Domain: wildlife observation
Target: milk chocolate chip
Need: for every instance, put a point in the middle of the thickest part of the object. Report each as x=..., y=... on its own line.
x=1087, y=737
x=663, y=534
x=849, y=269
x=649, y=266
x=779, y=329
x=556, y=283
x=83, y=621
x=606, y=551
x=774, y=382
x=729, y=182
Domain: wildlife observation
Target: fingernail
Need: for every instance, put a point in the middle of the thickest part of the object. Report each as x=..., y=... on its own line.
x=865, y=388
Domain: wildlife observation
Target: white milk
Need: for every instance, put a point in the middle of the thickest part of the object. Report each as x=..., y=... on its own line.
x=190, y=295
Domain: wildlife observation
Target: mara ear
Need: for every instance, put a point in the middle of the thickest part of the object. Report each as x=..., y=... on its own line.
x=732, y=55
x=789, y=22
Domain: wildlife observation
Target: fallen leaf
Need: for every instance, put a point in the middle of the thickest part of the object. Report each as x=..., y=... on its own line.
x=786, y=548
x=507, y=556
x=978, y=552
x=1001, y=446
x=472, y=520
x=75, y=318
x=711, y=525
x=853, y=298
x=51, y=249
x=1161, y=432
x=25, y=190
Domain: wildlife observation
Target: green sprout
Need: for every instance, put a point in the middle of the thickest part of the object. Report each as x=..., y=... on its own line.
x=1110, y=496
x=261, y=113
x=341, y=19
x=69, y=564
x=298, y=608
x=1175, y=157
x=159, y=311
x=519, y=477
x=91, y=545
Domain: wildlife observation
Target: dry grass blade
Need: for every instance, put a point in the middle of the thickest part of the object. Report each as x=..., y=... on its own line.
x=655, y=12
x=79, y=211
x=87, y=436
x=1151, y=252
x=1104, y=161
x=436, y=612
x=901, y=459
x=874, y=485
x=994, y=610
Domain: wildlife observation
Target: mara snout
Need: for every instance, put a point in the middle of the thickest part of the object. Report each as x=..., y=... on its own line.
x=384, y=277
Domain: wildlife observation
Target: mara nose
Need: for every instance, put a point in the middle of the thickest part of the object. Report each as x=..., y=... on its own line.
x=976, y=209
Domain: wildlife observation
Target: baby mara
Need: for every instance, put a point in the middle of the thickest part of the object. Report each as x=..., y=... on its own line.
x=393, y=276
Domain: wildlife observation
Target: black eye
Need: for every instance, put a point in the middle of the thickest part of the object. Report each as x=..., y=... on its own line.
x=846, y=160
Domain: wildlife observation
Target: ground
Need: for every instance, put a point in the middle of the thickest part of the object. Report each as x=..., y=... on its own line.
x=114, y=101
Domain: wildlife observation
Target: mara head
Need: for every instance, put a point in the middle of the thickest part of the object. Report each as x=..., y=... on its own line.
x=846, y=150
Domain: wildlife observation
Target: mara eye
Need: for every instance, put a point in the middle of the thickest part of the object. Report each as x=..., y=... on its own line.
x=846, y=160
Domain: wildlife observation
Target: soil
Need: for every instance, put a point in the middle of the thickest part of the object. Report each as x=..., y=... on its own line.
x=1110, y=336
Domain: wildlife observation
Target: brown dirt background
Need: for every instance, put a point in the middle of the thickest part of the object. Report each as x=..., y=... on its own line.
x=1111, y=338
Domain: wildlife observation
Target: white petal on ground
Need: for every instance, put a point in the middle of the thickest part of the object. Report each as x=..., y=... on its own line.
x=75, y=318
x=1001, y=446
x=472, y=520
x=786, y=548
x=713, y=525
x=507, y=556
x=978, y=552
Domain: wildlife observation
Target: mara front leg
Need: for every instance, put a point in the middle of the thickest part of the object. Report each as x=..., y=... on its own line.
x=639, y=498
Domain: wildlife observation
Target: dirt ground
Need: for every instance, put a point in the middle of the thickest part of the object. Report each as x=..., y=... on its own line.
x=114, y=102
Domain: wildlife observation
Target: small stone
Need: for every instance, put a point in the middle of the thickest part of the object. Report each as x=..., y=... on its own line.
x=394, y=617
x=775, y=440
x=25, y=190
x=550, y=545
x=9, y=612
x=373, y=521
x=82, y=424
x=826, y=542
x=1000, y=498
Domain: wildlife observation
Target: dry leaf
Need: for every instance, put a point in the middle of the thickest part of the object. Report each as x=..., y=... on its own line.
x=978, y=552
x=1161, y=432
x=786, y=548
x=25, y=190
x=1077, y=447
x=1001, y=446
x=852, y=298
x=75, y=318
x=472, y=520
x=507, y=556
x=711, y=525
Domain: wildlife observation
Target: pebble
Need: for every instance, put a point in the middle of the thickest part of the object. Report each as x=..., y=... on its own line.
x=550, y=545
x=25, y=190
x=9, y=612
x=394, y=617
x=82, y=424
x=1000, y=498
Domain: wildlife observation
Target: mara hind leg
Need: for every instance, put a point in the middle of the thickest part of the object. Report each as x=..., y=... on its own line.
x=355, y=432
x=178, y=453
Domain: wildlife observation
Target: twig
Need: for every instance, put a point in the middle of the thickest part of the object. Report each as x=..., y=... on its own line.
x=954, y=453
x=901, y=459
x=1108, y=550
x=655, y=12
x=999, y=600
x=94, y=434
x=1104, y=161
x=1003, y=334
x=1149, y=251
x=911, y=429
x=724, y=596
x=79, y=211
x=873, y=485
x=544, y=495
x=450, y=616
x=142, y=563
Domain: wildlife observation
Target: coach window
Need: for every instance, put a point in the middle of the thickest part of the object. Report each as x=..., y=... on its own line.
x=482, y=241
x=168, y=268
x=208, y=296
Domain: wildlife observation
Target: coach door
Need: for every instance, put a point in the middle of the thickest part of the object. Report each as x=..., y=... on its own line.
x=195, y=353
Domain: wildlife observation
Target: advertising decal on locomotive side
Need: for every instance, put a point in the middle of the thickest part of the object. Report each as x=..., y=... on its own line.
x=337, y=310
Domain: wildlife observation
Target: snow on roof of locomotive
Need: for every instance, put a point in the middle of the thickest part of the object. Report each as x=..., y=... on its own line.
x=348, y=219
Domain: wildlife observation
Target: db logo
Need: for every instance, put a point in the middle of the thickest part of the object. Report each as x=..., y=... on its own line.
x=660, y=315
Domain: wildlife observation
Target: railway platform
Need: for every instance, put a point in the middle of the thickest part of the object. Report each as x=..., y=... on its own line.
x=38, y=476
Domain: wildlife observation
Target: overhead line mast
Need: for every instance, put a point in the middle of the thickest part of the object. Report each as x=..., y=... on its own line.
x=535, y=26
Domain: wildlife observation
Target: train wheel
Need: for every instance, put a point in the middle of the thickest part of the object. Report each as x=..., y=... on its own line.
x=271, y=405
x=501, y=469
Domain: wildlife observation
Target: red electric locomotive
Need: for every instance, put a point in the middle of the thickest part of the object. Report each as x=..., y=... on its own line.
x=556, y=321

* Description of the task
Exactly as written above, copy every line.

* Solution
Domain: wildlife observation
Target: milk chocolate chip
Need: for every instance, put a point in the middle of the thickest part of the object. Report each as x=..., y=... on its own line.
x=1087, y=737
x=663, y=534
x=849, y=269
x=649, y=266
x=779, y=329
x=556, y=283
x=83, y=621
x=606, y=551
x=774, y=382
x=729, y=182
Domain: wildlife observation
Target: fingernail
Need: for every instance, put a point in the middle of the thickest part of the object. Report each as x=..., y=... on its own line.
x=865, y=388
Domain: wildlife observation
Target: white milk
Need: for every instance, put a point in the middle of the thickest part of the object. Report each as x=..., y=... on its own line.
x=190, y=295
Domain: wildlife observation
Target: mara ear
Need: for every instance, put a point in the middle of the thickest part of the object. Report each as x=..., y=... on its own line.
x=732, y=55
x=789, y=22
Domain: wildlife observation
Target: fallen leaf
Need: for every instance, put a point in the middle of the thickest part of the object. Report each as x=..., y=... on its own line.
x=786, y=548
x=507, y=556
x=978, y=552
x=1001, y=446
x=472, y=520
x=75, y=318
x=711, y=525
x=853, y=298
x=51, y=249
x=1161, y=432
x=25, y=190
Domain: wildlife observation
Target: green sprout
Need: for every instance, put a point in the middle of the thickest part of the object. Report each as x=..., y=... on its own line.
x=1110, y=496
x=261, y=113
x=341, y=19
x=69, y=564
x=298, y=608
x=1175, y=157
x=159, y=311
x=519, y=477
x=91, y=545
Domain: wildlife observation
Target: dry grass blade
Need: for every instance, put a point in the middle of the thickest part of the object. Report each as x=..., y=... on its own line.
x=655, y=12
x=79, y=211
x=87, y=436
x=1151, y=252
x=1104, y=161
x=436, y=612
x=901, y=459
x=874, y=485
x=994, y=610
Domain: wildlife observation
Target: mara snout
Need: for every instance, put a point in the middle of the thickest part of the object. Report each as x=..., y=... on its own line.
x=384, y=277
Domain: wildlife observation
Target: mara nose
Need: for every instance, put a point in the middle of the thickest part of the object. Report each as x=..., y=... on its own line.
x=976, y=209
Domain: wildlife observation
Target: baby mara
Need: for every instance, put a point in the middle of the thickest part of the object. Report each as x=..., y=... on its own line.
x=393, y=276
Domain: wildlife observation
Target: black eye
Need: for every instance, put a point in the middle of the thickest part of the object. Report each as x=..., y=... on its own line.
x=846, y=160
Domain: wildlife observation
Target: ground
Need: for every instance, put a point in the middle of the thickest part of the object. Report each as x=..., y=... on its own line.
x=114, y=101
Domain: wildlife observation
Target: mara head
Need: for every instance, put a point in the middle of the thickest part of the object. Report each as x=..., y=... on its own line.
x=846, y=150
Domain: wildlife observation
Target: mara eye
Need: for every instance, put a point in the middle of the thickest part of the object. Report each as x=..., y=... on its own line.
x=846, y=160
Domain: wildlife observation
Target: soil
Need: for every instance, put a point in the middle of the thickest part of the object. Report each as x=..., y=... on its own line.
x=1110, y=336
Domain: wildlife observation
Target: brown dirt background
Need: for every instance, put a point in the middle of the thickest part of the object. Report each as x=..., y=... on its own line.
x=1111, y=338
Domain: wildlife observation
Target: white petal on ground
Need: for every instance, put a point in the middle of the thickest part of the object. Report each as x=..., y=... on its own line.
x=75, y=318
x=1001, y=446
x=472, y=520
x=786, y=548
x=713, y=525
x=507, y=556
x=978, y=552
Domain: wildlife observation
Target: mara front leg
Need: for every instance, put a point in the middle of the thickest part of the object. Report each as x=..., y=... on its own line.
x=639, y=498
Domain: wildlife observation
Target: dirt ground
Need: for every instance, put a point in the middle of the thickest part of the object. Report each as x=..., y=... on its own line.
x=114, y=102
Domain: wildlife observation
Target: small stone
Need: for every instance, put a point in the middle of the thickest part of the object. Report each as x=..., y=... on its own line.
x=394, y=617
x=775, y=440
x=25, y=190
x=550, y=545
x=9, y=612
x=373, y=521
x=82, y=424
x=826, y=542
x=1000, y=498
Domain: wildlife observation
Target: dry leaf
Need: for every instance, put a point in the middle of the thickest part of the object. Report each as x=..., y=... on its own line.
x=978, y=552
x=1161, y=432
x=786, y=548
x=25, y=190
x=1077, y=447
x=1001, y=446
x=852, y=298
x=75, y=318
x=472, y=520
x=507, y=556
x=711, y=525
Domain: wildlife observation
Target: pebble
Need: for every instance, put a point in the middle of the thickest part of the object. Report each as x=..., y=... on its own line.
x=550, y=545
x=25, y=190
x=9, y=612
x=394, y=617
x=82, y=424
x=1000, y=498
Domain: wildlife observation
Target: mara hind leg
Need: for every instance, put a point in the middle of the thickest part of the object. Report each as x=..., y=... on its own line.
x=355, y=432
x=178, y=453
Domain: wildlife observation
Target: twig
Need: for every instance, put a point in the middle of the thickest part of the object. Report each as x=..., y=... on its own line.
x=954, y=453
x=901, y=459
x=1108, y=550
x=655, y=12
x=999, y=600
x=94, y=434
x=1104, y=161
x=1003, y=334
x=1149, y=251
x=911, y=429
x=724, y=596
x=79, y=211
x=873, y=485
x=544, y=495
x=450, y=616
x=142, y=563
Domain: wildlife observation
Target: coach window
Need: for every instance, put a point in the middle of the thickest part of the object. Report each as x=..., y=... on its own line.
x=482, y=241
x=168, y=268
x=208, y=296
Domain: wildlife observation
Target: coach door
Need: for every instance, put a point in the middle of the thickest part of the object. Report each as x=..., y=... on its own line.
x=195, y=353
Domain: wildlife observation
Target: advertising decal on locomotive side
Need: for every instance, put a point in the middle of the thickest part of the object. Report each as x=..., y=... on its own line.
x=337, y=310
Domain: wildlife observation
Target: snow on roof of locomotive
Need: for every instance, put a point in the middle of the thickest part of the object. Report each as x=..., y=... on its own line.
x=348, y=219
Domain: wildlife observation
Target: db logo
Need: for every instance, put a point in the middle of the thickest part of the object. Report each as x=..., y=... on its own line.
x=660, y=315
Domain: wildlife observation
Target: railway platform
Need: for every instance, put a point in the middle of the thickest part of the object. Report each as x=..., y=... on its own line.
x=38, y=476
Domain: wildlife observation
Target: overhead line mast
Need: for every instance, put a point in the middle of the thickest part of the object. Report each as x=..., y=... on its own line.
x=535, y=26
Domain: wildlife observation
Target: train wheel
Need: for every instance, put a point in the middle of the thickest part of the object. Report each as x=..., y=... on its own line.
x=271, y=405
x=501, y=469
Domain: wildlife observation
Target: red electric locomotive
Need: for every instance, put a point in the middle of the thickest part of the object. Report each as x=..., y=... on its own line.
x=556, y=321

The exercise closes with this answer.